Please lay out the rows as a numbered list, starting at the very first row and ending at the line that contains "[[[0,46],[127,47],[156,30],[255,52],[256,1],[0,0]]]", with both of those lines included. Leave out any blank lines.

--- Begin Material to process ---

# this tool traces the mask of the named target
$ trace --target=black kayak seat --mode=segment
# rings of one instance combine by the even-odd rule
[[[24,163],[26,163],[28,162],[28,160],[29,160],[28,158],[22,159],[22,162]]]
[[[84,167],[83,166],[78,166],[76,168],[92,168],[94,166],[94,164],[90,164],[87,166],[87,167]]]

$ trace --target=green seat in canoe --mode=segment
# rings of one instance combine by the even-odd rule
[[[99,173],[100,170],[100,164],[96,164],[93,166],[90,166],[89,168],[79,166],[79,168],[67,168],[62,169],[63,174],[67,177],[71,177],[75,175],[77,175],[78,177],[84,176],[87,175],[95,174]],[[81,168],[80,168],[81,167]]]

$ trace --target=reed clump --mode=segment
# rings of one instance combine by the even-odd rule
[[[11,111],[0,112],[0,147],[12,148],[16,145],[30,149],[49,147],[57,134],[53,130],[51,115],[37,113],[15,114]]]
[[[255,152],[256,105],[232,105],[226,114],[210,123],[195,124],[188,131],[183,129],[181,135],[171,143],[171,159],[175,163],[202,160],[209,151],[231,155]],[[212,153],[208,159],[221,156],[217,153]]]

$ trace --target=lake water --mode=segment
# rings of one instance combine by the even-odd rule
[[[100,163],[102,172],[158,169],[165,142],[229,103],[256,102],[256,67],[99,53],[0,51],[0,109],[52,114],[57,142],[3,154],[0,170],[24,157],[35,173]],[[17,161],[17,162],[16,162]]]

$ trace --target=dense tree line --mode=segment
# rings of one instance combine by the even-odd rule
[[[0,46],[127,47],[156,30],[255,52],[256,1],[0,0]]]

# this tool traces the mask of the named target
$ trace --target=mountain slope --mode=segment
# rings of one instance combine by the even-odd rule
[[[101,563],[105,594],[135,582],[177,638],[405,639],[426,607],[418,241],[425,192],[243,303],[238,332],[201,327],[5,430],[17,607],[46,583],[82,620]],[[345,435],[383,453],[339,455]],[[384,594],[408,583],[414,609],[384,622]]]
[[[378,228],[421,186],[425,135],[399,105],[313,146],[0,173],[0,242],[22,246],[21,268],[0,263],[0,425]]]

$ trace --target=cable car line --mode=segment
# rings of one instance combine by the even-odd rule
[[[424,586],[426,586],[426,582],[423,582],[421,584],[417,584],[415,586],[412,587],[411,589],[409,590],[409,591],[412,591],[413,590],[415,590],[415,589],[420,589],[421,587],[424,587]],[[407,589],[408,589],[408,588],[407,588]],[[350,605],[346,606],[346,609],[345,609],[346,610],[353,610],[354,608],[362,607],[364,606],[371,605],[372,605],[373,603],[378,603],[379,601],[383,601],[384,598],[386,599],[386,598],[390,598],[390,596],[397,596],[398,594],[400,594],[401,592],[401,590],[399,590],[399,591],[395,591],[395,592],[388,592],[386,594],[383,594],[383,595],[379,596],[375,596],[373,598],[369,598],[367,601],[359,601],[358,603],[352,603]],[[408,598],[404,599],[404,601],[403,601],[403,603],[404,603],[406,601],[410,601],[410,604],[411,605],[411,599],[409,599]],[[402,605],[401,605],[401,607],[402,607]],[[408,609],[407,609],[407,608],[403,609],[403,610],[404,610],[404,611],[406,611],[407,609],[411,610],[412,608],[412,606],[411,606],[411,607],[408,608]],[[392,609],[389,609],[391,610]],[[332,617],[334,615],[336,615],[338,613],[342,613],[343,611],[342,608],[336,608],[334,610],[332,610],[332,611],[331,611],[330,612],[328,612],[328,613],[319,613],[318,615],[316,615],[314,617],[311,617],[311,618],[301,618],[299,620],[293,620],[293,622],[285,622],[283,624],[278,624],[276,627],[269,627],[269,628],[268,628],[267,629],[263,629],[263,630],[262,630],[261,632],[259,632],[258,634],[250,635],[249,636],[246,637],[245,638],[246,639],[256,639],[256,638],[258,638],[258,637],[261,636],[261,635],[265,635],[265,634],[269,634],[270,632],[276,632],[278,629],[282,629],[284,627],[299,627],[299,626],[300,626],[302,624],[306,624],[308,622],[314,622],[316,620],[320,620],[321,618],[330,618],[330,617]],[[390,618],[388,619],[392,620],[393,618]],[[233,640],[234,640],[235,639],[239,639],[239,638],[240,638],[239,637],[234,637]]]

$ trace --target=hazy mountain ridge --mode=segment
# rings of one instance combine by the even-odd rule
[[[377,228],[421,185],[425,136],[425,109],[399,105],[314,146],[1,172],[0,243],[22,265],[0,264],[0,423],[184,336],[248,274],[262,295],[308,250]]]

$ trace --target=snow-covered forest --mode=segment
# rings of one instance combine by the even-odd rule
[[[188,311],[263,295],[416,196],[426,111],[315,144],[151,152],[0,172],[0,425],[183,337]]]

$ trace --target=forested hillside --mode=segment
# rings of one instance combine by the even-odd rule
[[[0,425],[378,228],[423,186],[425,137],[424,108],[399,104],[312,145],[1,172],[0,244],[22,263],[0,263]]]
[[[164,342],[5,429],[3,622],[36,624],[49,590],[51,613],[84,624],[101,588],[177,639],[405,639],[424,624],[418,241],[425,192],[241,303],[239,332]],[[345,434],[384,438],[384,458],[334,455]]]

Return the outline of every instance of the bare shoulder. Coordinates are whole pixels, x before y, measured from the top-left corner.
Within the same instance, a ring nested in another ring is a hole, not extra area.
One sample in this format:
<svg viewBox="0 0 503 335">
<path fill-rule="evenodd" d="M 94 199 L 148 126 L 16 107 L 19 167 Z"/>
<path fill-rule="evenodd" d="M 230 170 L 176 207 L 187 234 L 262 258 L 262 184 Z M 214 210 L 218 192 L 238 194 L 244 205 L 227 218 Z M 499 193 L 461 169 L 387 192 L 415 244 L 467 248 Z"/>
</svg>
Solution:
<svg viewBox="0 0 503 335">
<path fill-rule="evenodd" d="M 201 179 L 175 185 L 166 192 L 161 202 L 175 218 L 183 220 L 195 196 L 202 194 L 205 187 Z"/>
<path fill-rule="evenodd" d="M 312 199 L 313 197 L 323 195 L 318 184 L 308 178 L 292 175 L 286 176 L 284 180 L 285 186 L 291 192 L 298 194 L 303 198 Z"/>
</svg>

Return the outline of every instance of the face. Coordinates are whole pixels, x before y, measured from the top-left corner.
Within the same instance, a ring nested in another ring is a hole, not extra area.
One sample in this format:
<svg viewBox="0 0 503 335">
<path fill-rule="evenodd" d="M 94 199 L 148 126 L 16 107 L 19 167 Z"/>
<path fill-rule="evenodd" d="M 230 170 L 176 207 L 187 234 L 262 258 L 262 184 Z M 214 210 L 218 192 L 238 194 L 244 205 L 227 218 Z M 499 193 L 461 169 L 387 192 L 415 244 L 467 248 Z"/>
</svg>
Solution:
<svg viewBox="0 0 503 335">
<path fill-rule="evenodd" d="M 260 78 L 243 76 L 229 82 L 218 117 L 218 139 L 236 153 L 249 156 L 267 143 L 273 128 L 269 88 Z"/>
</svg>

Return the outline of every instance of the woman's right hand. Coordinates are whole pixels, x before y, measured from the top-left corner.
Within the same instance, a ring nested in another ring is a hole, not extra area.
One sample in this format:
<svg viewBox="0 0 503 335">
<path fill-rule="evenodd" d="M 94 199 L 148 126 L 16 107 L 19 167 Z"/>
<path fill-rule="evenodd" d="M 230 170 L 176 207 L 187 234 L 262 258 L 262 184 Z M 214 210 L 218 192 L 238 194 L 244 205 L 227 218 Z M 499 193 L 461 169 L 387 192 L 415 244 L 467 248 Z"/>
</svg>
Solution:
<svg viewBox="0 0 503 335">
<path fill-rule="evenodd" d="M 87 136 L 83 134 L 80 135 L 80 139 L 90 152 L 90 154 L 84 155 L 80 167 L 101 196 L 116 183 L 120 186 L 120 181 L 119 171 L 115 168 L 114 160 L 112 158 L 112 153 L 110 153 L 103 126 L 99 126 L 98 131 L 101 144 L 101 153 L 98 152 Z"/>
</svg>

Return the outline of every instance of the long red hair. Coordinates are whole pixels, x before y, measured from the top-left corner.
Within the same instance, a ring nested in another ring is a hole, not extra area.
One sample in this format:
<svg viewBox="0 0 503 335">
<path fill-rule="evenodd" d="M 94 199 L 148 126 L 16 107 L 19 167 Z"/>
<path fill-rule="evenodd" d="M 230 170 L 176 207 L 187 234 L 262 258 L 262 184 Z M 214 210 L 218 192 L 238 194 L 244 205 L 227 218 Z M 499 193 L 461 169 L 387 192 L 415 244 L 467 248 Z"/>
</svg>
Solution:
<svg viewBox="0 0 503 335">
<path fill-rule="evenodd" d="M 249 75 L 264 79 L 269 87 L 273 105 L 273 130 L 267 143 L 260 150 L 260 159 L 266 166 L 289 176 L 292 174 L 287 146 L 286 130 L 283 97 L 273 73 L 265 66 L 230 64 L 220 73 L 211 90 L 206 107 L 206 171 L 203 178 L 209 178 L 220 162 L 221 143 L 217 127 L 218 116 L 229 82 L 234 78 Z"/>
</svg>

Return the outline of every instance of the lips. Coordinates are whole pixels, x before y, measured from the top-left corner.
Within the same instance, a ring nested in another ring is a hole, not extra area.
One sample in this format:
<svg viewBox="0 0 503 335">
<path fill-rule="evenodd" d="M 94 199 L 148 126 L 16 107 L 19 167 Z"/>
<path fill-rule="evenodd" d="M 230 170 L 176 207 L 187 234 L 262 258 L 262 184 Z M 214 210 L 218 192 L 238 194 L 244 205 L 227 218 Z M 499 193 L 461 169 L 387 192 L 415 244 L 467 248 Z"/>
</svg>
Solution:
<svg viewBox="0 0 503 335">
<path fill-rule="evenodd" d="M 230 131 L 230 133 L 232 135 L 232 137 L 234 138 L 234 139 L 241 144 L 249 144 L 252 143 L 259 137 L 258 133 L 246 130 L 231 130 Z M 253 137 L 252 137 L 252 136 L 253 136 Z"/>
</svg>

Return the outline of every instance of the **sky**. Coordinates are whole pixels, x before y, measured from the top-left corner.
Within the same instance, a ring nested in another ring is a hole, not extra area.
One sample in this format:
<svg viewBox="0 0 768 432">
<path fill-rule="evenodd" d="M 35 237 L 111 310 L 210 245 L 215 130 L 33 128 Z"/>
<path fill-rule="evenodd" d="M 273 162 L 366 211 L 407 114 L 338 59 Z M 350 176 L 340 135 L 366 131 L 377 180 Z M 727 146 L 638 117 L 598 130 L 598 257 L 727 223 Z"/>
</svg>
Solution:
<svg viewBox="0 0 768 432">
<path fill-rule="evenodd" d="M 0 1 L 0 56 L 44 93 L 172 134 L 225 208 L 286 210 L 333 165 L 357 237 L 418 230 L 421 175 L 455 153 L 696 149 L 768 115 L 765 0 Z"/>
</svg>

--- End Material to process ---

§ Reply to the task:
1. # this tool traces the mask of the named target
2. $ trace --target=black kayak seat --mode=segment
3. # rings of one instance combine by the even-odd rule
4. [[[24,163],[26,163],[28,162],[28,160],[29,160],[28,158],[22,159],[22,162]]]
5. [[[84,167],[83,166],[78,166],[76,168],[92,168],[94,166],[94,164],[90,164],[87,166],[87,167]]]
6. $ trace --target=green seat in canoe --mode=segment
7. # rings of one instance combine by the even-odd rule
8. [[[99,173],[100,170],[100,164],[96,164],[93,166],[90,166],[89,168],[79,166],[79,168],[67,168],[62,169],[63,174],[67,177],[71,177],[75,175],[77,175],[78,177],[84,176],[87,175],[95,174]],[[81,168],[80,168],[81,167]]]
9. $ trace --target=reed clump --mode=segment
10. # rings of one instance combine by the even-odd rule
11. [[[11,111],[0,112],[0,147],[12,148],[16,145],[30,149],[49,147],[57,134],[53,130],[51,115],[37,113],[15,114]]]
12. [[[255,152],[256,105],[232,105],[226,114],[210,123],[195,124],[188,131],[183,129],[181,135],[171,143],[171,159],[175,163],[202,160],[209,151],[231,155]],[[212,153],[208,159],[221,156],[217,153]]]
13. $ trace --target=lake water --mode=segment
14. # rings of one instance combine by the even-odd rule
15. [[[100,163],[102,172],[158,169],[165,142],[229,103],[256,102],[256,67],[99,53],[0,51],[0,109],[52,114],[57,142],[3,154],[0,170],[24,157],[35,173]],[[17,161],[17,162],[16,162]]]
16. $ trace --target=dense tree line --mode=segment
17. # rings of one instance combine by the even-odd rule
18. [[[0,46],[127,47],[156,30],[255,52],[256,1],[0,0]]]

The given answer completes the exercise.